_Prompt_. Copy the records word for word. Pictures do not go in.

== Entries shown ==

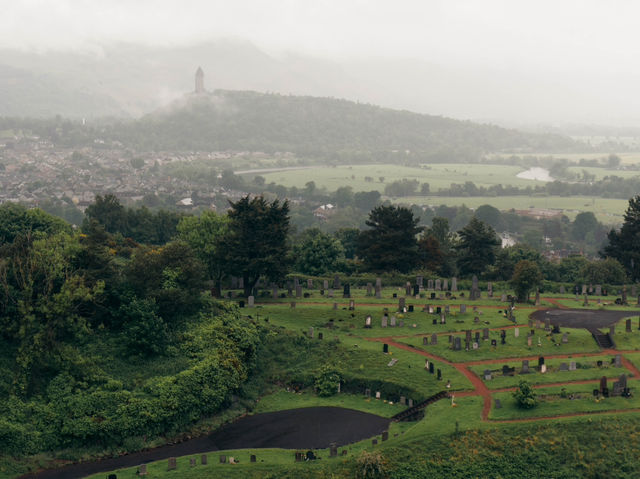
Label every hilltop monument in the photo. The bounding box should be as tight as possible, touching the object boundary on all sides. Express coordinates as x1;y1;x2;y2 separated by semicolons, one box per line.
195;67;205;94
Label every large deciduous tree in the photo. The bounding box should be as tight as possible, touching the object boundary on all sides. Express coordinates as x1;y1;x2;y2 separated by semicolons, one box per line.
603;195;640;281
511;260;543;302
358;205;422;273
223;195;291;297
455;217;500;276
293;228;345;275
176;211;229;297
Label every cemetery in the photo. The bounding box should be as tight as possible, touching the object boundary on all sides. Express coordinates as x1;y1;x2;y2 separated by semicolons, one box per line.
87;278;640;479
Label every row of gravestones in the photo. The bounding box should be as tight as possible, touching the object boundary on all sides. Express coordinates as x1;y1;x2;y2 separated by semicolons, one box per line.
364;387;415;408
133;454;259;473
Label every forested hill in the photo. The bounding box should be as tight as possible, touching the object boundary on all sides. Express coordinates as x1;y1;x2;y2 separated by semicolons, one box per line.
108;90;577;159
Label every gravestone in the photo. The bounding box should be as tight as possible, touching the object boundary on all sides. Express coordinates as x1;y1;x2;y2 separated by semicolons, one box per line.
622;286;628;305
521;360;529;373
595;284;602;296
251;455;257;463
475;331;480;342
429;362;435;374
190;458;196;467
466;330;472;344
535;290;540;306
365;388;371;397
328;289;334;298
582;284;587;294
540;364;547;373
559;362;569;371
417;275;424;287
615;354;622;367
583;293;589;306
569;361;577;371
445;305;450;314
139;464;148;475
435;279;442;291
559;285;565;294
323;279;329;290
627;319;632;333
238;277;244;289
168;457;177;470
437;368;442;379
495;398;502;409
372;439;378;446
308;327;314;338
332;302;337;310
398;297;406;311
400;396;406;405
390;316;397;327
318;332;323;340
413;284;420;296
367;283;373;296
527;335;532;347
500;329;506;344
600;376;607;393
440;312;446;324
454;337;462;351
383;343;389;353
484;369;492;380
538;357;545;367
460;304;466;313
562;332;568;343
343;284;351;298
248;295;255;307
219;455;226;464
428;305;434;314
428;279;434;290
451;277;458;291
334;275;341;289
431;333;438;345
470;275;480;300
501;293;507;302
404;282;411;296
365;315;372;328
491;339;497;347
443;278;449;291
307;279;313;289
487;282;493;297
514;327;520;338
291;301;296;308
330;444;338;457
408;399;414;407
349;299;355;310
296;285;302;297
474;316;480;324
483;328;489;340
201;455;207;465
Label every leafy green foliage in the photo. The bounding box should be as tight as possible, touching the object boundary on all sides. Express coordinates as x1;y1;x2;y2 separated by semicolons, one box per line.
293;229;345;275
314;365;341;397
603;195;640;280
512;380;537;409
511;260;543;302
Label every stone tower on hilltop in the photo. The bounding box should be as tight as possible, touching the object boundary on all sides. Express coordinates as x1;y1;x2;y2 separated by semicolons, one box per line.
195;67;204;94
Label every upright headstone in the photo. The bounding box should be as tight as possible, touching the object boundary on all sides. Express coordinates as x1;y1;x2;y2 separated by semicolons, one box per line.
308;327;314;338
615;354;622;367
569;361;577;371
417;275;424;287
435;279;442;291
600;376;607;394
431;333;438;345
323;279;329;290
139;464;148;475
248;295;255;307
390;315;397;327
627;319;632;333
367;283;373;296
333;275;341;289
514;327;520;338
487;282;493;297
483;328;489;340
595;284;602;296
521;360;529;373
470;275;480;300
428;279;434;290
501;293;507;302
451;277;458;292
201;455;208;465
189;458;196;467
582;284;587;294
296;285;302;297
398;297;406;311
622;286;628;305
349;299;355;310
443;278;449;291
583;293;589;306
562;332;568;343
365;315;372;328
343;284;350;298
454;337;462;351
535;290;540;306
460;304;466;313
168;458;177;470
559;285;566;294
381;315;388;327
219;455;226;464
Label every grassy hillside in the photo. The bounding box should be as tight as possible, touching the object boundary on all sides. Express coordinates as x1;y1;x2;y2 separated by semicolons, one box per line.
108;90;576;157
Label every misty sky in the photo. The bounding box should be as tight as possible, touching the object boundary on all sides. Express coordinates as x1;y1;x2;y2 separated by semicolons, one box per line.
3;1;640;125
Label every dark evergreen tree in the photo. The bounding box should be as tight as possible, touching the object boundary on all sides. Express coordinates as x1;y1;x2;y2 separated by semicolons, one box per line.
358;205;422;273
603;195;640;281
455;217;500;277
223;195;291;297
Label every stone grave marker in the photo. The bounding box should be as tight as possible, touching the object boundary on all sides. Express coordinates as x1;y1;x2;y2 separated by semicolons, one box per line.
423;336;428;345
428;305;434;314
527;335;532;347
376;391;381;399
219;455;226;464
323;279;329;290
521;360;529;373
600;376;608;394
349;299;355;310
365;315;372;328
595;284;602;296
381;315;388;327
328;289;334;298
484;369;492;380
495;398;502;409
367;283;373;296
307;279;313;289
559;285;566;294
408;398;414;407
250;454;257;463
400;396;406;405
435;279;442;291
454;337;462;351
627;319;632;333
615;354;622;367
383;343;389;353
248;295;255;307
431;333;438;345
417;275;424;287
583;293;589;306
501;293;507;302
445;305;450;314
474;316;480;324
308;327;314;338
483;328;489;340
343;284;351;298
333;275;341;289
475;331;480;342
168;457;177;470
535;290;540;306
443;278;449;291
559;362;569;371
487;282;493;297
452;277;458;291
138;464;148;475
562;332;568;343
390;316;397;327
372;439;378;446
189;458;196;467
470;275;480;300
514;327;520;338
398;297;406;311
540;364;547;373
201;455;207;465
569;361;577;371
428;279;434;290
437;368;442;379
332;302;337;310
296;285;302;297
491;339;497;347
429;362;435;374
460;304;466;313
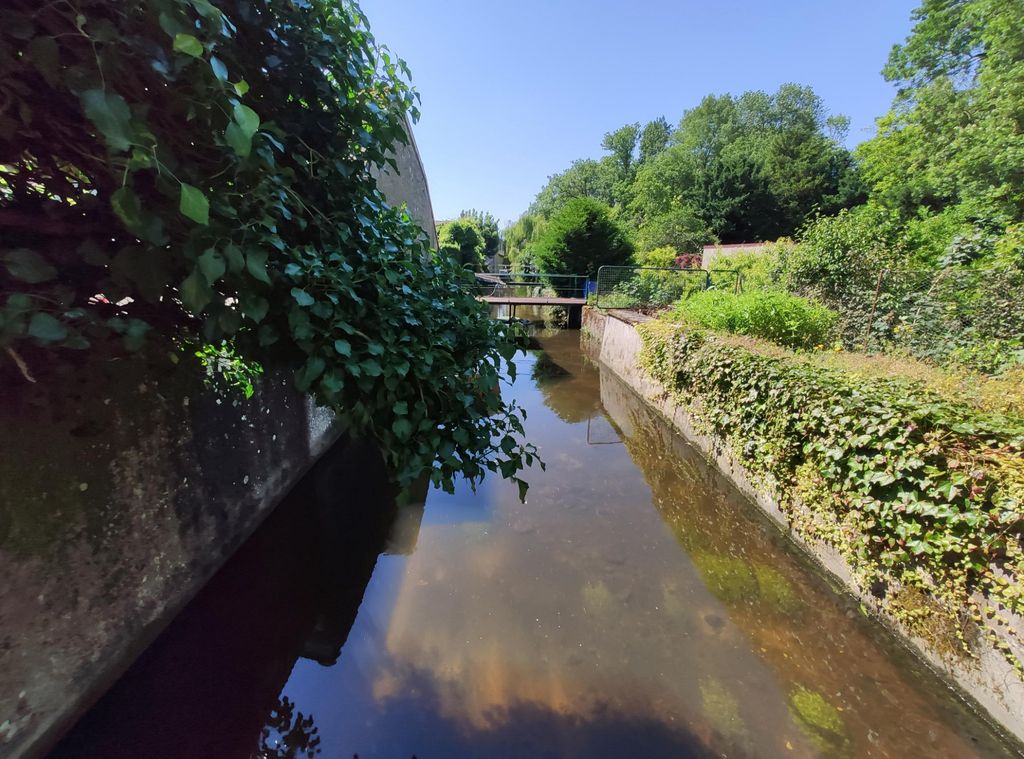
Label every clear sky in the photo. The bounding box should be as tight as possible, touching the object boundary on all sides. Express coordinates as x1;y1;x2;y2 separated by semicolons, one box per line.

===

_Result_.
Label every hilltop monument in the photo. The bounding box should be as tight as possible, touching the object boundary on all sides. Express coordinates as x1;y1;x2;y2 separated by semicolons, one box per line.
195;67;205;94
Label every large deciduous tree in the photo. The bounding box should be as tight as possible, touching the object boundary on all sides. Express coordinates as x1;y1;x2;y2 separated by semicolons, one box per line.
603;195;640;281
511;260;543;302
358;205;422;273
223;195;291;297
455;217;500;276
293;228;345;275
176;211;229;297
Label every cemetery in the photo. The bounding box should be as tight as possible, touching the object boundary on all sides. Express coordinates as x1;y1;x2;y2 separated by semicolons, one box per line.
87;278;640;479
Label every row of gravestones in the photo. The bounding box should be as tight as possible, touching the object boundary on all sides. Express coordinates as x1;y1;x2;y2 separated by semicolons, one box per line.
364;387;415;408
133;454;259;473
Label every forested hill in the photo. The bounding box should be as tight as possible, touching the object boundary on all sides. Express coordinates as x1;y1;x2;y2 separated by semicolons, one box per line.
108;90;577;159
Label every gravestone in the photo. The bounding box should be as tight as possible, touching the object boundary on all sides. Express coordinates as x1;y1;x2;y2 separated by semicolons, one box per line.
622;286;628;305
521;360;529;373
595;284;602;296
251;455;257;463
475;331;480;342
429;362;435;374
190;458;196;467
466;330;472;344
535;290;540;306
365;388;371;397
328;289;334;298
582;284;587;294
540;364;547;373
559;362;569;371
417;275;424;287
615;354;622;367
583;293;589;306
569;361;577;371
445;305;450;314
139;464;148;475
435;279;442;291
559;285;565;294
323;279;329;290
627;319;632;333
238;277;244;289
168;457;177;470
437;368;442;379
495;398;502;409
372;439;378;446
308;327;314;338
332;302;337;310
398;297;406;311
400;396;406;405
390;316;397;327
318;332;323;340
413;284;420;296
367;283;373;296
527;335;532;347
500;329;506;344
600;376;607;393
440;312;446;324
454;337;462;351
383;343;389;353
484;369;492;380
538;357;545;367
460;304;466;313
562;332;568;343
343;284;351;298
248;295;255;307
219;455;226;464
428;305;434;314
428;279;434;290
451;277;458;291
334;275;341;289
431;333;438;345
470;275;480;300
501;293;507;302
404;282;411;296
365;315;372;328
491;339;497;347
443;278;449;291
307;279;313;289
487;282;493;297
514;327;520;338
291;301;296;308
330;444;338;457
408;399;414;407
349;299;355;310
296;285;302;297
474;316;480;324
483;328;489;340
201;455;207;465
Label every leafy green foliage in the photo. The bounding box should be as tight as possible, touching the object boundary on all sides. Express coordinates as x1;y1;x2;y2 separated by semicolons, one box per line.
293;229;345;275
314;365;341;397
603;195;640;280
512;380;537;409
511;260;543;302
Label every stone tower on hilltop in the photo. The bounding box should be as tight as possible, touching the object boundary on all sides. Express coordinates as x1;y1;x2;y2 separated by semicolons, one box per line.
195;67;204;94
Label every upright headstone in the photo. The bounding box should be as tight as possible, touching the object boundary on all sides. Express coordinates as x1;y1;x2;y2 separated by semicolons, one box per line.
308;327;314;338
615;354;622;367
569;361;577;371
417;275;424;287
435;279;442;291
600;376;607;394
431;333;438;345
323;279;329;290
139;464;148;475
248;295;255;307
390;315;397;327
627;319;632;333
367;283;373;296
333;275;341;289
514;327;520;338
487;282;493;297
483;328;489;340
595;284;602;296
521;360;529;373
470;275;480;300
428;279;434;290
501;293;507;302
451;277;458;292
201;455;208;465
189;458;196;467
582;284;587;294
296;285;302;297
398;297;406;311
622;286;628;305
349;299;355;310
443;278;449;291
583;293;589;306
562;332;568;343
365;315;372;328
343;284;350;298
454;337;462;351
535;290;540;306
460;304;466;313
168;458;177;470
559;285;566;294
381;315;388;327
219;455;226;464
Label every grassy hillside in the photo. The bounding box should be as tight as possible, touching the object boundary on all sides. Express coordinates as x1;y1;x2;y2 separated by semicolons, one box per line.
108;90;576;157
Label every misty sky in the photo. The bounding box should be as tight as possible, touching the object boundary on all sides. Express coordinates as x1;y1;x2;y2 separated by semicolons, one box per line.
3;1;640;125
Label every dark evergreen tree in the photo. The bounding box should be as tight as possible, touching the object boundary on all sides. Express coordinates as x1;y1;x2;y2 separated by semicolons, one box per line.
358;205;422;273
603;195;640;281
455;217;500;277
223;195;291;297
Label every stone grave marker in the photo. The bounding box should be as tight as possible, touching the object boundary on all sides. Express coordinates as x1;y1;x2;y2 separated by semicolons, one box per line.
423;336;428;345
428;305;434;314
527;335;532;347
376;391;381;399
219;455;226;464
323;279;329;290
521;360;529;373
600;376;608;394
349;299;355;310
365;315;372;328
595;284;602;296
381;315;388;327
328;289;334;298
484;369;492;380
495;398;502;409
367;283;373;296
307;279;313;289
559;285;566;294
408;398;414;407
250;454;257;463
400;396;406;405
435;279;442;291
454;337;462;351
627;319;632;333
615;354;622;367
383;343;389;353
248;295;255;307
431;333;438;345
417;275;424;287
583;293;589;306
501;293;507;302
445;305;450;314
474;316;480;324
308;327;314;338
483;328;489;340
343;284;351;298
333;275;341;289
475;331;480;342
168;457;177;470
535;290;540;306
443;278;449;291
559;362;569;371
487;282;493;297
452;277;458;291
138;464;148;475
562;332;568;343
390;316;397;327
372;439;378;446
189;458;196;467
470;275;480;300
514;327;520;338
398;297;406;311
540;364;547;373
201;455;207;465
569;361;577;371
428;279;434;290
437;368;442;379
332;302;337;310
296;285;302;297
491;339;497;347
429;362;435;374
460;304;466;313
Label every clear sky in the photo. The bounding box should be as tight as possible, touching the object boundary on all sides. Express coordinates as x1;y1;x2;y2 separated by semicolons, one box per line.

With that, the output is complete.